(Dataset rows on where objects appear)
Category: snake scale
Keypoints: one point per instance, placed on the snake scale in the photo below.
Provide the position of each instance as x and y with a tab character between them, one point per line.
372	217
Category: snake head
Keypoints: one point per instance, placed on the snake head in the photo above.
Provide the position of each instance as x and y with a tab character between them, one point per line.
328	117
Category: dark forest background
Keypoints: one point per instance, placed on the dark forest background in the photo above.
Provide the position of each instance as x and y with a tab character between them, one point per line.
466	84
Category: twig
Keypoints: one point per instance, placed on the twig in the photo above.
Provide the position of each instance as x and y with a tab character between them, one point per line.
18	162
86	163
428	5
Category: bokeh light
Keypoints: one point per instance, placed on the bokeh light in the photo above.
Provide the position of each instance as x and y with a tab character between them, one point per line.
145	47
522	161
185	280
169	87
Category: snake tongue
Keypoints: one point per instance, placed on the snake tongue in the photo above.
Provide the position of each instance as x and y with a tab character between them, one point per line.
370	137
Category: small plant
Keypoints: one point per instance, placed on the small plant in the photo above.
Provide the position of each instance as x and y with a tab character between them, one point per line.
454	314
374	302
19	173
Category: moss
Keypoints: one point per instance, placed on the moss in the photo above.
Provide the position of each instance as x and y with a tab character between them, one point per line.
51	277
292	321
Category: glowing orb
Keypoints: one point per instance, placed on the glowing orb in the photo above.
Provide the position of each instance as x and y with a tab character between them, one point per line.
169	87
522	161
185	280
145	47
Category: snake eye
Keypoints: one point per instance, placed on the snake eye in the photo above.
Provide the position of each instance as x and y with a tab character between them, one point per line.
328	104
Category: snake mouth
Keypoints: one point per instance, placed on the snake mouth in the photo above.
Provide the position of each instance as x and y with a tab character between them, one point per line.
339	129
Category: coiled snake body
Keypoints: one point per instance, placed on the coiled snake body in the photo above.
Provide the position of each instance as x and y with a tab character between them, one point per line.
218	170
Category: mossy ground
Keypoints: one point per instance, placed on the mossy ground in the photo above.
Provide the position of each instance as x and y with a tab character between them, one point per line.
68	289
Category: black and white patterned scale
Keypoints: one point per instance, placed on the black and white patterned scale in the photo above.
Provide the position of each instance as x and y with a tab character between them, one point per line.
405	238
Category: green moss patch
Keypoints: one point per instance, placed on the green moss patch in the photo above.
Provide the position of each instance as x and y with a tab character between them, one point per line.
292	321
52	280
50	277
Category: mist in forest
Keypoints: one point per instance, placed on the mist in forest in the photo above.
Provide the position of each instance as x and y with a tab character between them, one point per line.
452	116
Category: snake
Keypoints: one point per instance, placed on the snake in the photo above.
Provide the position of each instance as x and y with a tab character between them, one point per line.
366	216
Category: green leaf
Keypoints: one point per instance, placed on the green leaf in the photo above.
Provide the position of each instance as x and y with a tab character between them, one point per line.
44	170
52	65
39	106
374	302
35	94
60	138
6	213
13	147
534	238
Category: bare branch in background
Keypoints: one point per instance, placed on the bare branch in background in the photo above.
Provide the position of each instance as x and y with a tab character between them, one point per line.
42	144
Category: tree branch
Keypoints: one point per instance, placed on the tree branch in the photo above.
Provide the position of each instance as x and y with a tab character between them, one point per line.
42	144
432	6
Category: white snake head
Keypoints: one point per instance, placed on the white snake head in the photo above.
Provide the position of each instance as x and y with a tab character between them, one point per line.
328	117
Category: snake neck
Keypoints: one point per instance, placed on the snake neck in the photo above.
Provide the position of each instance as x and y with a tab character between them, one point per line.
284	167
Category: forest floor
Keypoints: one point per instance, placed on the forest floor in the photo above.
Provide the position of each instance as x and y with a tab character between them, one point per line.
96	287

Set exercise:
Reproduce the material in full, with no word added or dropped.

Response:
Category: snake scale
Keypoints: one point per instance, placed on the snake scale in the photo below.
Provide the position of each instance as x and y with a tab character between them, one point per line.
372	217
Category: snake head
Keypoints: one point per instance, placed on the snake head in the photo above.
Provide the position of each instance as x and y with a tab character between them, one point per line.
328	117
Category: dark forest background
Keypoints: one point per instance, placed on the dark forest background in the photo above.
Provide the position of each instance as x and y with a tab character between them, one point per line.
466	84
Category: twig
Keypoints: one point per instance, placed on the twig in the photo above.
Provide the position of each instance as x and y with a tab character between them, one point per line.
18	162
86	163
428	5
Category: bokeh light
Keypoints: one point per instance, placed on the bokeh light in the photo above.
Provide the position of each instance as x and y with a tab character between them, one point per line.
145	47
522	161
185	280
169	87
Category: snake tongue
Keypoints: one point per instance, placed on the snake tongue in the photo above.
Provide the position of each instance as x and y with a tab character between them, one point per line.
370	137
Category: small plant
Keypoints: one point per instance, placed on the small plant in the photo above.
Provide the position of each instance as x and y with a tab character between them, one point per line.
454	314
374	302
19	173
Category: moss
Keypoints: one point per instance, placed on the moss in the photo above.
Provide the position of each instance as x and y with a tab character between them, one point per line.
51	277
292	321
Category: glowing orb
Keypoints: one point per instance, placed on the glowing orb in the photo above.
Provide the position of each instance as x and y with a tab character between them, one point per line.
169	87
522	161
185	280
145	47
Category: snake eye
Keypoints: one point per instance, placed on the snake eye in the photo above.
Provide the position of each instance as x and y with a tab character between them, one point per line.
328	104
Category: snake mouth
Keypoints: one point per instance, placed on the snake mouth in the photo above.
Provide the position of each instance as x and y with a tab character between them, one point per line.
339	129
Category: coiled snake body
Keypoints: one point per instance, placed on the coiled snake body in the photo above.
Provide the position of each instance as x and y with a tab character between them, one point per line.
218	170
Category: mossy ground
Keypoints: one point per instance, placed on the mossy ground in the photo above.
Provide the position of each instance as x and y with a tab character between them, one point per line.
68	289
Category: black and white patterned scale
Keypoints: one point per instance, placed on the black and white patterned scale in the photo above.
Provide the position of each instance as x and y with a tab character between them, one point per line.
405	238
Category: green moss patch
Keypoints: one point per instance, placed on the green moss patch in the photo above.
Provide the position of each instance as x and y with a tab character between them, one point per line.
292	321
52	280
50	277
Category: mist in forest
Keypoints: one point per instance, placed on the mist in forest in the photo above.
Provide the position of each instance as x and y with a tab character between them, one point per line.
452	116
Category: snake
Keypoints: one point per instance, placed on the snake in the photo above.
Provide the position of each instance as x and y with a tab character between them, one point per line.
366	216
Category: green leaf
Keypoints: one point per instance, placed on the green leaf in the photo above.
Provide the position of each instance as x and y with a tab character between them, one point per line.
44	170
52	65
39	106
374	302
35	94
60	138
6	213
13	147
534	238
Category: bare branch in background
Keypoints: one point per instance, placed on the bare branch in background in the photo above.
Provide the position of each instance as x and y with a tab character between them, one point per line.
42	144
Category: tree branch
Keypoints: one point per instance, placed on the tree branch in the photo above.
Provide the position of each instance as x and y with a tab character between them, one point per line.
42	144
432	6
Category: white snake head
Keypoints: one point per instance, placed on the white snake head in the photo above.
Provide the position of each instance as x and y with a tab character between them, one point per line.
328	117
Category: snake neck
Keypoints: one point per instance, placed on the snake neck in the photo above.
Provide the position of each instance as x and y with a tab character between them, one point per line.
284	167
Category: forest floor
Keypoints: one point per instance, placed on the forest floor in the photo above.
Provide the position of each instance as x and y with a tab character between them, one point per line.
96	287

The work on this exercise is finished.